(Passage provided):
BEGIN
*Featured Side Hustle*: Ride sharing companies like Uber have made it easier than ever for anyone to start a profitable side hustle. If you have a reasonable driving record, a smartphone, can pass a background check, and have access to a car that’s less than 10 years old, you could be making serious side income within minutes just by driving around your city!
Check out Side Hustle #52 to learn more about driving for ride sharing comanies like Uber and Lyft..
First off, I LOVE cars, and the older and rarer the better. And since they’re much nicer to drive when gleaming in the sun – I love cleaning and washing them!
I have been doing it since I got my first car, and it’s a good hobby to get into. They say that if you do what you love then you never have to work a day in your life, and while this isn’t my living, it’s a very good side hustle. It’s fairly cheap too – all you really need to start off is a bucket, a sponge, water and car shampoo (though as you get more into the hobby you can pick up different techniques and supplies to get even better results).
How I Got Started
My friends and colleagues at work noticed my car was always clean and shiny, and one of them asked if I would clean his car for him. At first I was a bit nervous because I was a little scared of washing someone else’s car in case they didn’t like the job I did, but in the end they loved it! And word of mouth spread my reputation from there.
END
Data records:
BEGIN
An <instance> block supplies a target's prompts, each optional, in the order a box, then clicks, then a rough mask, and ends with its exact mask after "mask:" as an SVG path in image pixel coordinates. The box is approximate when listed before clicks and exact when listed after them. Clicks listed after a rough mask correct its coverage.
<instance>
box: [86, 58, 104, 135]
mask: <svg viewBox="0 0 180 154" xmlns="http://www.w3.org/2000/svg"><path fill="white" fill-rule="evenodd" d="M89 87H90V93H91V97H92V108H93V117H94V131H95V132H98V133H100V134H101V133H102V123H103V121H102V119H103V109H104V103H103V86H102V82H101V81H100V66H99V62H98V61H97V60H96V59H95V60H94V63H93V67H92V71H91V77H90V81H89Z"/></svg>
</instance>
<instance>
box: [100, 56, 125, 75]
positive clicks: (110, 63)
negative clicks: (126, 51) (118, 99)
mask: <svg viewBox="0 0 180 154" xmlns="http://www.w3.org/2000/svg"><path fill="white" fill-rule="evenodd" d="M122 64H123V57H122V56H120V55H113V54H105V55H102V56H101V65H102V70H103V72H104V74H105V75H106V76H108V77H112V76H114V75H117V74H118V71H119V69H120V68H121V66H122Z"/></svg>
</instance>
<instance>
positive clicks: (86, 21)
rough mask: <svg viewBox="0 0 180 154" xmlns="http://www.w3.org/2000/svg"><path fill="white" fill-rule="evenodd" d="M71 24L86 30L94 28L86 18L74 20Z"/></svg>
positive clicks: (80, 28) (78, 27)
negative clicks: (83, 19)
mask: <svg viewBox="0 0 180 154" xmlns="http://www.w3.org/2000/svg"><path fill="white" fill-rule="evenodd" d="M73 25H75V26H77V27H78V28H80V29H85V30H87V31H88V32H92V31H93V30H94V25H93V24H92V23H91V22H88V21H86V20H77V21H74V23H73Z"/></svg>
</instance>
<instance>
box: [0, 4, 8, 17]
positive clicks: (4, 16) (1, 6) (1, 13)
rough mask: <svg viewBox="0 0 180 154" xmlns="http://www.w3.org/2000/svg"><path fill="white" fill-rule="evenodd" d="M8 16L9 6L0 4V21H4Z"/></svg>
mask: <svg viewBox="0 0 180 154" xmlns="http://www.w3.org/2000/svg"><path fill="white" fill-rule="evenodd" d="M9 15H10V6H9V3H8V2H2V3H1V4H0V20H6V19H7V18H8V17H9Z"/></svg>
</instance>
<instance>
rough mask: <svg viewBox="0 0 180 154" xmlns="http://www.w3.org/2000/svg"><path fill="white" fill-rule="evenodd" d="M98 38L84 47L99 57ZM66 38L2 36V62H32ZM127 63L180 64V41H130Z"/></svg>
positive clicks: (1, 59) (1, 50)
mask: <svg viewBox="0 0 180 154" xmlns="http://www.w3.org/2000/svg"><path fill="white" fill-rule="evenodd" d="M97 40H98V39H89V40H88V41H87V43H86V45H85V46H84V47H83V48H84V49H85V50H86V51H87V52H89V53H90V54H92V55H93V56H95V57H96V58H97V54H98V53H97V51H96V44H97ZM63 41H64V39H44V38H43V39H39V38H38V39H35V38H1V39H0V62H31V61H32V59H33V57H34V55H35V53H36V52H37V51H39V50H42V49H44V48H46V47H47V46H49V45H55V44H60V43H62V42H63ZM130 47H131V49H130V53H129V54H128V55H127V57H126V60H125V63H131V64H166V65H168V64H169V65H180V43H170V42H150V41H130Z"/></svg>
END
(Instructions):
• a. Why was the writer of the car-washing side hustle text nervous at first about cleaning a colleague's car? Please answer in one to three sentences.
• b. Carry on the car-washing side hustle text from where it stops.

(Written responses):
• a. The writer was scared of washing someone else's car in case the owner didn't like the job that was done.

• b.
I charge upwards of £5.00 ($8) for a basic wash and vacuum, and then £35.00 ($55) for a complete wash, vacuum, polish and wax including a claybar treatment. In the handful of months doing this last Summer I’ve made over £150 ($230). Which I’m hoping to improve once Summer officially hits here in Scotland as you can’t even feel your fingers in the winter :)
Here is my guide below to getting some good results yourself! I don’t use pressure washers as I think that they can possibly damage your paint by firing the dirt and grit into it. And I would say practice on your own car/cars first before you take on business with it.
How to Clean the Inside of Your Car:
- Remove any rubbish present
- Remove the removable carpets, and vacuum these.
- Vacuum the complete inside of the car, concentrating on the carpets and seats.
- If there are stains on the seats, use car upholstery cleaner.
- TOP TIP for the trim inside: use baby wipes or dash cleaner. Should leave it looking great!
- Spray febreze to give a fresh smell
How to Clean the Outside of The Car:
- Rinse the car with a garden hose or a bucket of clean fresh water
- Mix a cap-full of car shampoo (wash and wax is fine, and my personal preference) into a bucket of warm clean water
- Using a sponge or microfibre mitt (some people say these can cause “swirl marks” so I have recently moved to microfibre mitts to try out) and clean the car FROM THE TOP DOWN, working your way clockwise around the car. Don’t use it on the windows.
- Rinse the car again with a garden hose or a bucket of clean fresh water
- Dry the car with a clean towel or real/synthetic chamois (I use synthetic)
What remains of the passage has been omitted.